GOAL A
In the forum thread, which act from Mali does fatlane introduce, and with what song?

SELECTED EXTRACT
Anyway, so the caterers show up, lay it all out, and it looks GOOD. The crew love it. Then the starlets walk in, and WHAM! The stuff hits the industrial-size fan, I'm telling you. 

That's right, they were taking it all personally. I mean, COME ON. It was a joke. A stunt. Just a gag. That's right, it was a harmless little dimestore gag, like a whoopee cushion or one of those fake bloody thumbs.

Not the shock gum. That stuff can kill, I'm telling you. But back to the story. It's a joke, a jape, a prank, that's all. And these self-righteous... TWIGS... that's what they are... wood with ATTITUDE... Anyway, they're all in a tizzy over this. 

And they didn't even TRY the eclairs. 

I mean, say what you want about the muffins. I'm not much of a muffin man, I admit. The kids sing the song and I tell 'em I don't have a clue about this shady muffin character. But my point is that not everyone likes muffins, and I can understand that, having experienced it first-hand.

But these eclairs are fantastic. Fan-duper-super-tastic. To any normal person, we're looking at sheer ecsatsy in ONE bite. One bite. And these, not even boughs, really. Flat-out deadwood twigs. Probably going to get osteoperosis, when you think about it, which is a darn cryin' shame, but these twigs are ordering the whole mess gets tossed in the can, and that's where I step in. 

I say, "Hey, this is a joke, sorry you don't have a sense of humor, but don't take it out on the baked goods." I said that. _I_ said that. What they said is unrepeatable, but the short of it is, I stood up for the pastries and all and saved them from an underutilized fate and brought them all here. If everyone looks under their seat, you'll find a donut or some such pastry on a plate.

Good grief, I'm not gonna put stuff like that on the floor. COME ON, I'm tellin' ya.

So, enjoy the fine baked goods and there's enough for seconds. 

Take that, Oprah!


----------



## fatlane (Nov 5, 2005)

Willl you now please welcome, straight from Mali, Amadou et Mariam, with "Senegal Fast Food"!

(Applause for this great band)


----------



## ataraxia (Nov 5, 2005)

*honk honk beep beep honk beep honk*

*Opera singing*

...and that was something completely different.


----------



## fatlane (Nov 5, 2005)

Tune in tomorrow night when will have Nick Glick and His Scaled Fish, a musical treat for everyone.

They say you can't tune a fish, Nick Glick shows how it's done. 

We'll also send our roving correspondent Buffie on over to the set of "Boston Legal" to see if she can land a part as Candice Bergen's secretary, in case the writers of that show want to have a hand at that gag again...


----------



## Buffie (Nov 5, 2005)

Candace Bergen!?! Icky. I don't wanna. What if she tries to hug me with her Murphy Brown hair? It looks like crunchy blown dry straw. It might be abrasive, what if I get scratched? Will I get worker's comp?

Hungry people are grumpy, that's probably why your prank bombed. Ever think of that? I used to do hair and make up for this topless cabaret and one of the dancers looked just like an Olsen twin. True story! She was short, thin, blonde, wide mouth, big eyes, right age and HUGE PLASTIC BOOBIES! She could do tricks with them, too. One involved a Maglight, but it really requires a visual to properly explain. Fun times.

INFORMATION PROVIDED
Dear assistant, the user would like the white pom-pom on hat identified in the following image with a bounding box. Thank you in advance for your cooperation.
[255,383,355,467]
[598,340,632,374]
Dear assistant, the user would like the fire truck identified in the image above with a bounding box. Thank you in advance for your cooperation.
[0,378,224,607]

GOAL B
Reproduce the records above line for line, with no changes.

EXERCISE ANSWER A
Amadou et Mariam, with "Senegal Fast Food".

EXERCISE ANSWER B
Dear assistant, the user would like the white pom-pom on hat identified in the following image with a bounding box. Thank you in advance for your cooperation.
[255,383,355,467]
[598,340,632,374]
Dear assistant, the user would like the fire truck identified in the image above with a bounding box. Thank you in advance for your cooperation.
[0,378,224,607]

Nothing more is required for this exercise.